▶ _STATED PROBLEM_: In the interview with Aaron Foley below, who makes up the team he manages?

▶ _PROVIDED PASSAGE_:
Interviews

The Branding of Detroit: In Conversation with Aaron Foley

Photography by Kenneth B. Foley, c/o Aaron Foley

Aaron Foley is the Chief Storyteller of the City of Detroit, a new position created by Mayor Mike Duggan to tell the stories of Detroiters city-wide. He is also the author of “How to Live in Detroit Without Being a Jackass”, and the former editor of BLAC Detroit Magazine. We discuss the ways in which Detroit has been transformed into a brand identity, and if there are responsibilities to profiting off of its cultural cache. 

When did you get the job as chief storyteller?

March 2017

What are the day to day activities, what does the job entail?

I manage a team of two writers, two videographers, and one photographer. We’re all in the city of Detroit’s media service department. We’re in the department that ten, fifteen, twenty, thirty years ago were the people that put ono the public access channels. In the last five years the department has expanded to include digital, social media, printing. Then I came on board, a few months went by and I hired my team and our day to day just that we go out and tell stories about Detroit. Find interesting people to talk, spark conversations in the city.  Last week we did a podcast, we built a podcast studio in City Hall. We wanted to be a city government that allows people to record to stuff. The work that I do is just looking for new ways to really talk about what Detroit is, where Detroit is going, and who lives here, who are the people in Detroit, and trying to give a platform to everyone in Detroit. One thing we see a lot is there’s a lot of downtown and midtown, I guess a lot of the attention, but when the mayor envisioned this role he wanted something where regular people could be seen and heard and visualized and that’s what im tased with doing. We try doing it in ways that are new for city government. The stuff we’re doing has not been done in a municipality anywhere. A lot of cities do video, but Im not trying to do promotional, cheerleady type of stuff, I want to do like short documentaries and stuff like that.

So you see the job as more of a journalistic endeavor than as “branding” Detroit or selling a “brand”?

Yeah, like I think the city does enough, not the city government, but the city as a whole. It does fine branding itself, we’ve got a number of brands and companies that do enough of a good job selling Detroit, but I’m more interested in if there is an opportunity to really go into the neighborhoods and talk to the regular people that don’t have a platform behind them.

Do you see there being social and political responsibilities to the job?

I think so. I consider it to be a civil service, a public service. When we think of public service in general we typically think of police and firefighters first, and the water department keeping your water turned on and all that type of stuff. But we can take a role in the social way of how people, the cultural way of where do we fit in terms of owning our culture, owning our narrative, and stuff like that. That is a public service that I don’t think a lot of people have realized a city government is capable of performing. That’s something I’m honored to do. Not just to work alongside the people that actually do public safety, but also how do we celebrate and acknowledge Detroit’s culture. What role do we play in the day to day of an average Detroiter.

▶ _EXCERPTED DATA_:
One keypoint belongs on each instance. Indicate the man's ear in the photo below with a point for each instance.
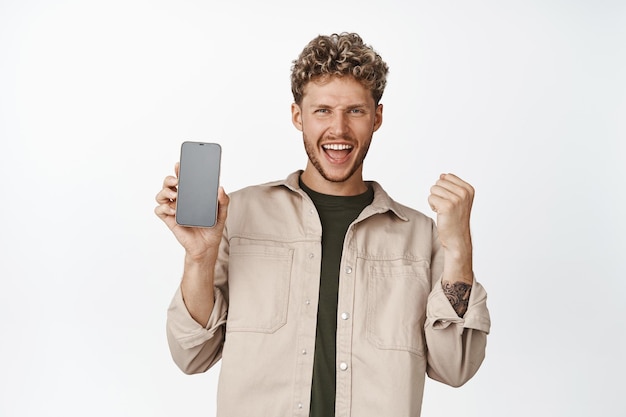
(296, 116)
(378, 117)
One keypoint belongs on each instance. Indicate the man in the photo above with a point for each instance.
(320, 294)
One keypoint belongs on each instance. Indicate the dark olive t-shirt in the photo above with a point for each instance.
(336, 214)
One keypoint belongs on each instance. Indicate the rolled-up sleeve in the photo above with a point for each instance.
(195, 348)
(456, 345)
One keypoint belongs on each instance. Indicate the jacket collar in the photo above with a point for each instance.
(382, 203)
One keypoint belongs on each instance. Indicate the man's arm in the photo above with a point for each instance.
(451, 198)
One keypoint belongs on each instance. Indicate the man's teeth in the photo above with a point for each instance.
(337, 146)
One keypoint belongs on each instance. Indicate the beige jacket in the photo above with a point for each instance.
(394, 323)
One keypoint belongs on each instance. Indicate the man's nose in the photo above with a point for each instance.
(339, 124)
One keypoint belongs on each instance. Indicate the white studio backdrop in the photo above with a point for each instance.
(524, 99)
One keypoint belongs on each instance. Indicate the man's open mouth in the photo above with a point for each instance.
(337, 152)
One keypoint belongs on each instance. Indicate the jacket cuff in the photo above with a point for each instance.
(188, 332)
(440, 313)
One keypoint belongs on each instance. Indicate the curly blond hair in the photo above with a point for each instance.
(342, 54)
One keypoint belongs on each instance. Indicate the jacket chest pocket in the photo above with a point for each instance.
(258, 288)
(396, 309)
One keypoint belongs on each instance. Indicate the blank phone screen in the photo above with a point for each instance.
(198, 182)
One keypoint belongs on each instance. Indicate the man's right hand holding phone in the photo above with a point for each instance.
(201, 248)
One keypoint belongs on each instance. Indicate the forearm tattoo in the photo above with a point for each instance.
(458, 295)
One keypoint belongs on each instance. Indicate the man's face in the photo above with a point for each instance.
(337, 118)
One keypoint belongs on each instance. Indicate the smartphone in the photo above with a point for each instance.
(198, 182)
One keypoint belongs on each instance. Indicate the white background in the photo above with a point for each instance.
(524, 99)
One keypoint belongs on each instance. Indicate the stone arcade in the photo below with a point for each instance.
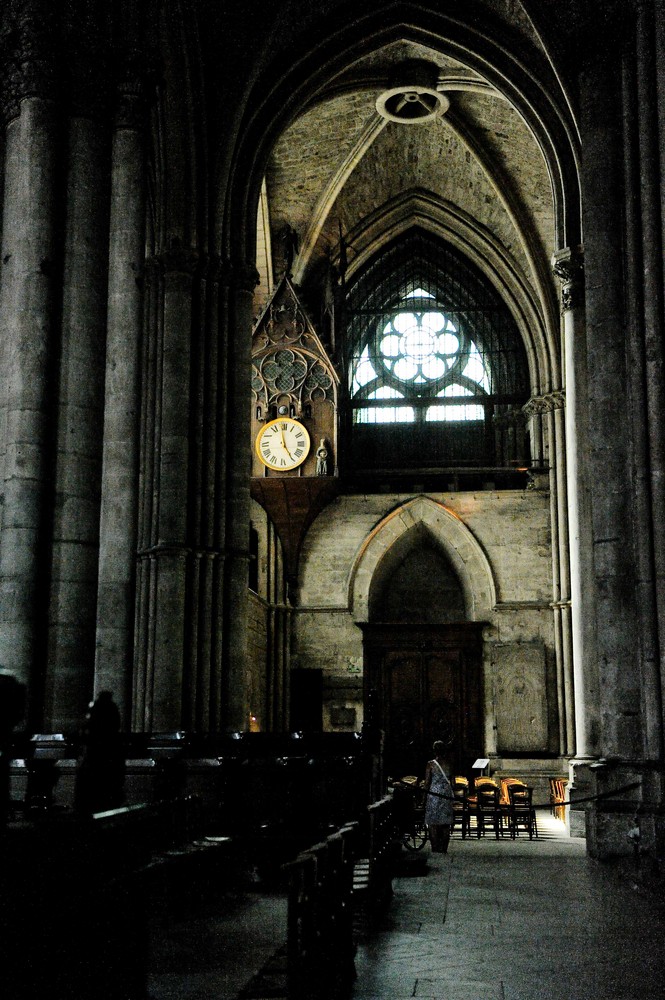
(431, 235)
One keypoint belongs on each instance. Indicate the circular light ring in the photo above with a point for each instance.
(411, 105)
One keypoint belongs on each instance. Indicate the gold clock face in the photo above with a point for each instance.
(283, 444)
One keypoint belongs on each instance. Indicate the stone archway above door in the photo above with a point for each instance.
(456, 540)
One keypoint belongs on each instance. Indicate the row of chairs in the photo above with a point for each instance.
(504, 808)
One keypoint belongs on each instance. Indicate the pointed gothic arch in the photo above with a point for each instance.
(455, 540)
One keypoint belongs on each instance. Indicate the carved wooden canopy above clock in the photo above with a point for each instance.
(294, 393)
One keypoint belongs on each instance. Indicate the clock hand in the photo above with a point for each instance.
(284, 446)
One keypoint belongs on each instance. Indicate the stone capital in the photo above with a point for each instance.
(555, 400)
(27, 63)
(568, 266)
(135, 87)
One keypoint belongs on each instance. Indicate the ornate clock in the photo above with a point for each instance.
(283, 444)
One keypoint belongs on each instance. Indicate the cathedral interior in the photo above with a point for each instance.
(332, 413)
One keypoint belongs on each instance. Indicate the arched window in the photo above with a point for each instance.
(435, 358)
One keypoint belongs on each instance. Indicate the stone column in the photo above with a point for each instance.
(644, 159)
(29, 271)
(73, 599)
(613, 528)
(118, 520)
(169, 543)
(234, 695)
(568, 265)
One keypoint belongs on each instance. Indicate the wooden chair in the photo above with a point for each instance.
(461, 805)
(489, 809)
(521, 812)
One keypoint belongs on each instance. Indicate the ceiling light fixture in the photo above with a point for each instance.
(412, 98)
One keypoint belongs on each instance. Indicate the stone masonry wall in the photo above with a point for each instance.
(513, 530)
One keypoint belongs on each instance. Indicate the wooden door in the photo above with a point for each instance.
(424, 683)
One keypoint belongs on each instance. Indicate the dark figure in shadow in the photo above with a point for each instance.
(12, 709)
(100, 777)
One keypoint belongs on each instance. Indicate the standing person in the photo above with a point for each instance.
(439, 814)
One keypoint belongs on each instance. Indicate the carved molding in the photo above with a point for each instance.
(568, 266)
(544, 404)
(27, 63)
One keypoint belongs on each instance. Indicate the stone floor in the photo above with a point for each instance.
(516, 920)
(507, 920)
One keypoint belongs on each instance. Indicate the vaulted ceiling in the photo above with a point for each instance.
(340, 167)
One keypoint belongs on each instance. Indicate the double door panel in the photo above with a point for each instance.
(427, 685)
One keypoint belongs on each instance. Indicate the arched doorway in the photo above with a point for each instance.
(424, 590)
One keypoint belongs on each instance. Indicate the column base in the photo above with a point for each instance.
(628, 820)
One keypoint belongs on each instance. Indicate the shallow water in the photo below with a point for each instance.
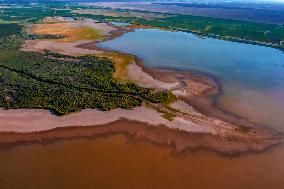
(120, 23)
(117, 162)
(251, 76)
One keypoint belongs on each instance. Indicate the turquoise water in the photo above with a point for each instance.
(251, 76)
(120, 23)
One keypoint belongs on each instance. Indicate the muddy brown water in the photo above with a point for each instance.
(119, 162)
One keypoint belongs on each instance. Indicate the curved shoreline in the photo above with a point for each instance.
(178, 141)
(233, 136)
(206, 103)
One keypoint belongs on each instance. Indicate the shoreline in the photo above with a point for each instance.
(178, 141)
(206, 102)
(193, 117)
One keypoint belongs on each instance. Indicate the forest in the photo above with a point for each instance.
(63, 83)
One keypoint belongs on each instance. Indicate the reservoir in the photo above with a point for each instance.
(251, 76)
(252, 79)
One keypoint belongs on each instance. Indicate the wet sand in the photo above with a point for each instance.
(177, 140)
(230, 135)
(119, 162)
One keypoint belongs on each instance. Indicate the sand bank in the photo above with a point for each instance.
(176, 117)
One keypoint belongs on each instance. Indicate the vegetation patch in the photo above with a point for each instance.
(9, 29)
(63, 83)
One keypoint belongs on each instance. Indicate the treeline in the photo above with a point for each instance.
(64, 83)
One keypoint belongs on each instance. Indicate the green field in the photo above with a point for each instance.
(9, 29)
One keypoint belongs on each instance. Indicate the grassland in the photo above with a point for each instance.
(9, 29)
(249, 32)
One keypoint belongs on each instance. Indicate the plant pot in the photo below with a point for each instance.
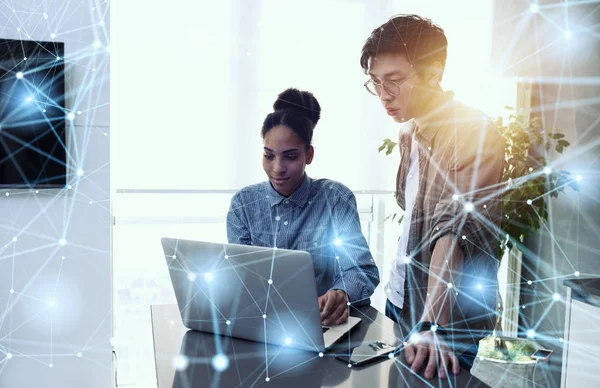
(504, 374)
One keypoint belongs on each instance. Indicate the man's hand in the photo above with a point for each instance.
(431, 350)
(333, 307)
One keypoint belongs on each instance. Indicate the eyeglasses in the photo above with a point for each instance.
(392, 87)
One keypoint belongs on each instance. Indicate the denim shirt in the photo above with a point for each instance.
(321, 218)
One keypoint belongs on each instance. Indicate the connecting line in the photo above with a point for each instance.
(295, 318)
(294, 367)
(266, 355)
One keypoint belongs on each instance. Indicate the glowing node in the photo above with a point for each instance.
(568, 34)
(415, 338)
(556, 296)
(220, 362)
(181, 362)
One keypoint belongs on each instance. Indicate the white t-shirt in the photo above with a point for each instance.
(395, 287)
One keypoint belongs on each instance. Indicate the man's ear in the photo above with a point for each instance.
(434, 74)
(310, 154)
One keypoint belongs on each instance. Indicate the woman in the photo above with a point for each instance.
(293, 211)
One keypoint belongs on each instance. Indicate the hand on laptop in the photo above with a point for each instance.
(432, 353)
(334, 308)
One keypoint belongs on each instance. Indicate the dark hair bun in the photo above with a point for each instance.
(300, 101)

▶ _COMPLETED TASK_: Two writers, two videographers, and one photographer.